Associado a este sítio, está uma necrópole que se encontra a noroeste da área urbana e termal, onde foram intervencionadas, até ao momento, 9 sepulturas. Ao longo de toda a Necrópole podem se encontrar vários fragmentos de cerâmica doméstica e de construção (e.g.: comum, terra sigilata, fragmentos de tégula) associados a rituais funerários. Deve ser referido que no caso das sepulturas de inumação (sepulturas 3 e 6) e incineração (sepultura 4), encontrava-se o espólio mais significativo (e.g.: lucernas, numismática, pregos). Nesta época era comum nos rituais de cremação serem atirados vários objetos, como por exemplo vidro, que pode ser encontrado nestas sepulturas. A partir do século III, estas sociedades passam a preferir a prática da inumação, como pratica fúnebre, em que é evidente uma redução do espólio e um aumento de peças simbólicas (e.g.: tacha em bronze da sepultura 6).
Escavações: Em 1755, aquando do Terramoto e do posterior tsunami, as ruínas deste sítio arqueológico ficaram a descoberto, tendo sido encontradas, pouco depois, pelo médico e curioso Dimas Almeida Ramos. O sítio terá sido intervencionado apenas no decorrer do seculo XIX por Estácio da Veiga, através de intervenções arqueológicas. Este investidor elaborou uma planta geral do sítio onde identificou um conjunto termal e uma zona habitacional – que devido à sua posição costeira foi destruída pelo mar – assim como, procedeu ao cuidadoso registo dos mosaicos. Mais tarde, Santos Rocha identifica a necrópole e na década de 30 do seculo XX, José Formosinho leva a cabo várias escavações no local. Nesta mesma altura, o sítio também terá sido intervencionado por José Formosinho que acabou por recolher espólio arqueológico, que ainda hoje se encontra no museu de Lagos. Em 1982 coube a Francisco Alves intervencionar o sítio com várias sondagens, demonstrando a importância arqueológica do sítio. Os trabalhos que se seguiram, foram realizados num contexto de salvaguarda e proteção já que o sítio seria constantemente afetado por a erosão costeira e agitação marítima. A partir de 2017, o sítio foi investigado a partir do projeto “Boca do Rio: um sítio pesqueiro entre dois mares”, com uma parceria entre a Universidade do Algarve, a Universidade alemã de Marburg e o município de Vila do bispo.

******************************

### O que fazer
Responda a estas perguntas com base no excerto sobre o sítio arqueológico:
1. Quantas sepulturas da necrópole foram intervencionadas até ao momento?
2. Quem encontrou as ruínas pouco depois do Terramoto de 1755?
3. Em que ano Francisco Alves intervencionou o sítio com várias sondagens?
Os dados não são necessários.

### Dados abaixo
******************************

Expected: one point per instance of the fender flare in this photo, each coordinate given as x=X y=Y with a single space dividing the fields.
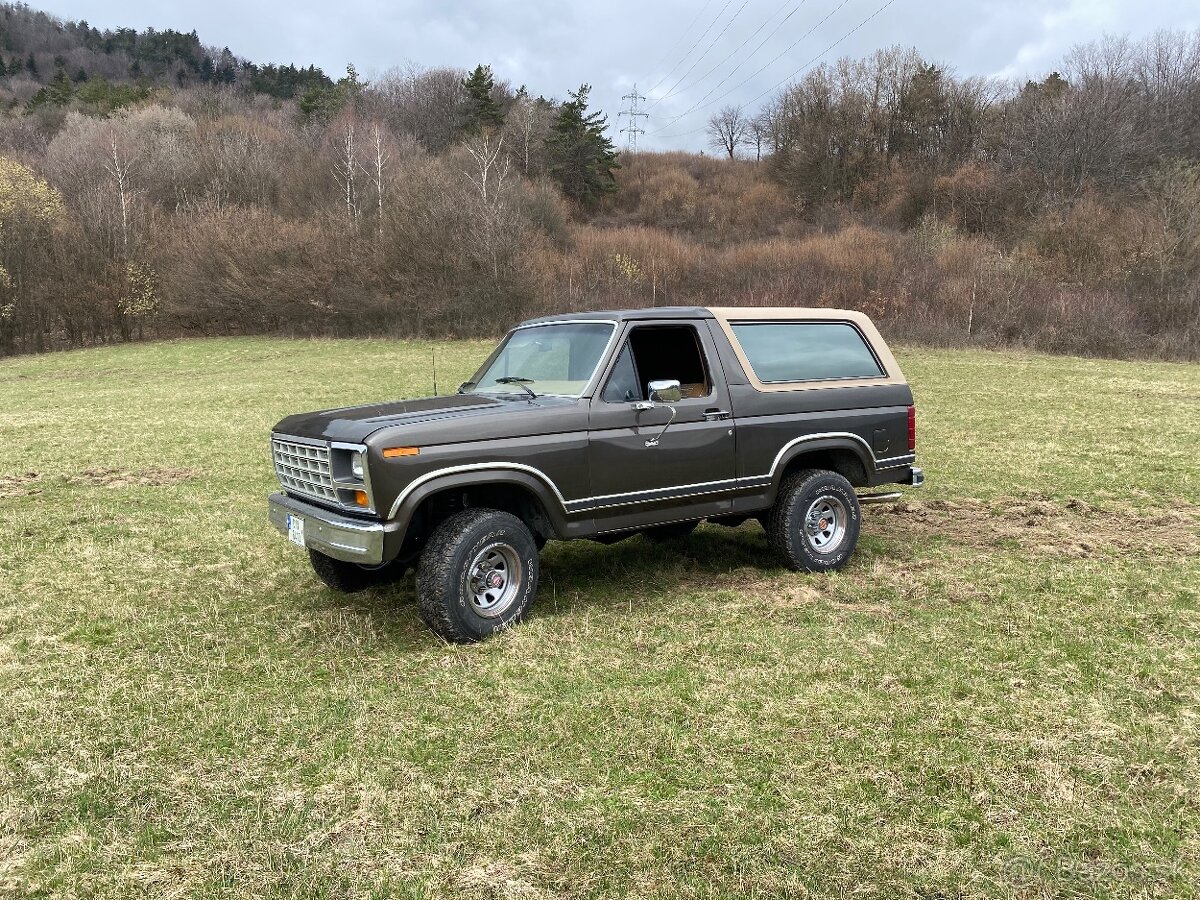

******************************

### A sua resposta
1. Foram intervencionadas 9 sepulturas.
2. O médico e curioso Dimas Almeida Ramos.
3. Em 1982.